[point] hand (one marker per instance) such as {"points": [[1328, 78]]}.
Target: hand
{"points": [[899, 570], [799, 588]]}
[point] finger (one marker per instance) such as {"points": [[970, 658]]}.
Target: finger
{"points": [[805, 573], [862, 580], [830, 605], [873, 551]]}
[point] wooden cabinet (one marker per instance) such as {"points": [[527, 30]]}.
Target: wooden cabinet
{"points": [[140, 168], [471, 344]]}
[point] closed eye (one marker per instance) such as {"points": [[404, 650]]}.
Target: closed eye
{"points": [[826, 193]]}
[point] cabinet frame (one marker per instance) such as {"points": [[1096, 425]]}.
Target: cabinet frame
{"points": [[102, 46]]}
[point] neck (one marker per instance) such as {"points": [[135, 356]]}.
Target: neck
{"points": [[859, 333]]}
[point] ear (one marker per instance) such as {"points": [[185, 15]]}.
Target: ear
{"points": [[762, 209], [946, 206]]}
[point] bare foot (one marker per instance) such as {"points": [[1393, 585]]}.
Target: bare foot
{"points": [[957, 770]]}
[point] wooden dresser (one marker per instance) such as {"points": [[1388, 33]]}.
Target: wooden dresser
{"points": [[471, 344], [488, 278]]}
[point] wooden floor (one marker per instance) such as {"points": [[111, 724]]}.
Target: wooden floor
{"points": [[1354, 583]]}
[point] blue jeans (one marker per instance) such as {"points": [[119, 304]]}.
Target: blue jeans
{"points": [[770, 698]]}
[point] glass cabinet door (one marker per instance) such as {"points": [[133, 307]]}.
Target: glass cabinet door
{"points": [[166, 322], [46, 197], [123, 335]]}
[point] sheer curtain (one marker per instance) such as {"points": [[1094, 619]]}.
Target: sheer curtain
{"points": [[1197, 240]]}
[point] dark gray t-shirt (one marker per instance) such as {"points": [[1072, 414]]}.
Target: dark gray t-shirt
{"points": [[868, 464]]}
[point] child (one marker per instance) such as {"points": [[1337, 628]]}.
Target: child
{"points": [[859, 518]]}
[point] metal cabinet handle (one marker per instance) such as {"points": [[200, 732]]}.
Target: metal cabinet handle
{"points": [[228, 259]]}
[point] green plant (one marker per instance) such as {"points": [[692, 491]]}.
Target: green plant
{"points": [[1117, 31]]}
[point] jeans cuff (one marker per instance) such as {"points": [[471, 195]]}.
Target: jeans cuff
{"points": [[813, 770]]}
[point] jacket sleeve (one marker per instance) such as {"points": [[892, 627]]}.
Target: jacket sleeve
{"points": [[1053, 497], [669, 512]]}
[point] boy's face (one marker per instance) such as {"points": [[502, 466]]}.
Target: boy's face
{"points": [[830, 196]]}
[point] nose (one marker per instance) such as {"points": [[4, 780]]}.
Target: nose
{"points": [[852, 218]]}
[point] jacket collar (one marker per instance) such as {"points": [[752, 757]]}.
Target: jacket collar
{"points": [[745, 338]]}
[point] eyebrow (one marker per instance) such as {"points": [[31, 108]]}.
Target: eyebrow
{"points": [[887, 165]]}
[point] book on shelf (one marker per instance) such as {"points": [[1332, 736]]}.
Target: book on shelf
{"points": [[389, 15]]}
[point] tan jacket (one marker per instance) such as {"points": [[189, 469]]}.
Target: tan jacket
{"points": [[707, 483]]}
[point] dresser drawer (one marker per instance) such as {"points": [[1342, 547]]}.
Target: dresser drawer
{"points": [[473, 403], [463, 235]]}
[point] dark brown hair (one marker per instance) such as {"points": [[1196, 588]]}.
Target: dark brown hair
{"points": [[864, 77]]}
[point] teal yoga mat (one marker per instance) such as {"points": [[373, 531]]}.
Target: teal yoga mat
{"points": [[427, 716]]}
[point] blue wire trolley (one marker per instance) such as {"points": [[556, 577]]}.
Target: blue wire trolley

++++++++++++++++++++

## [Task brief]
Begin with the line that contains "[point] dark gray" and quote each line after it exactly, stopping after the last line of the data.

## [The answer]
[point] dark gray t-shirt (one marker per instance) such as {"points": [[1072, 414]]}.
Target: dark gray t-shirt
{"points": [[868, 464]]}
[point] child (one marker per instance) such as {"points": [[1337, 628]]}.
Target: child
{"points": [[859, 518]]}
[point] metal cabinet handle (one marker per instance) such as {"points": [[200, 732]]}.
Target: metal cabinet handle
{"points": [[228, 259]]}
[point] green plant (one marker per instance) such as {"points": [[692, 491]]}.
Target: green plant
{"points": [[1117, 31]]}
[point] jeans cuff (one marker per instance) such as {"points": [[471, 195]]}.
Target: jeans cuff
{"points": [[813, 770]]}
[point] jacket sleeve (one marker per instance) such as {"points": [[892, 627]]}.
Target: jacket sleeve
{"points": [[1053, 497], [669, 512]]}
[point] boy's face (one marker per instance) such as {"points": [[502, 466]]}.
Target: boy's face
{"points": [[830, 196]]}
[point] nose (one marker per instance) such as {"points": [[4, 780]]}.
Target: nose
{"points": [[852, 218]]}
[point] jacket collar (one marker per instance) such as {"points": [[752, 757]]}.
Target: jacket collar
{"points": [[745, 338]]}
[point] eyebrow (one marker per instance) such as {"points": [[31, 108]]}.
Target: eyebrow
{"points": [[887, 165]]}
[point] book on shelf (one marker per instance) such as {"points": [[1332, 736]]}.
Target: book on shelf
{"points": [[389, 15]]}
[point] tan jacket (one marker per instance) such as {"points": [[189, 469]]}.
Target: tan jacket
{"points": [[707, 483]]}
[point] dresser drawer (one marker per instance) such as {"points": [[1342, 547]]}.
Target: dresser drawer
{"points": [[473, 403], [463, 235]]}
[point] dark brown hair (one marker per instance) such as {"points": [[1196, 588]]}.
Target: dark brown hair
{"points": [[864, 77]]}
[point] teal yoga mat (one marker per instance) such as {"points": [[373, 531]]}.
Target: teal yoga mat
{"points": [[427, 716]]}
[point] blue wire trolley (one marker per instance) such as {"points": [[556, 577]]}.
Target: blue wire trolley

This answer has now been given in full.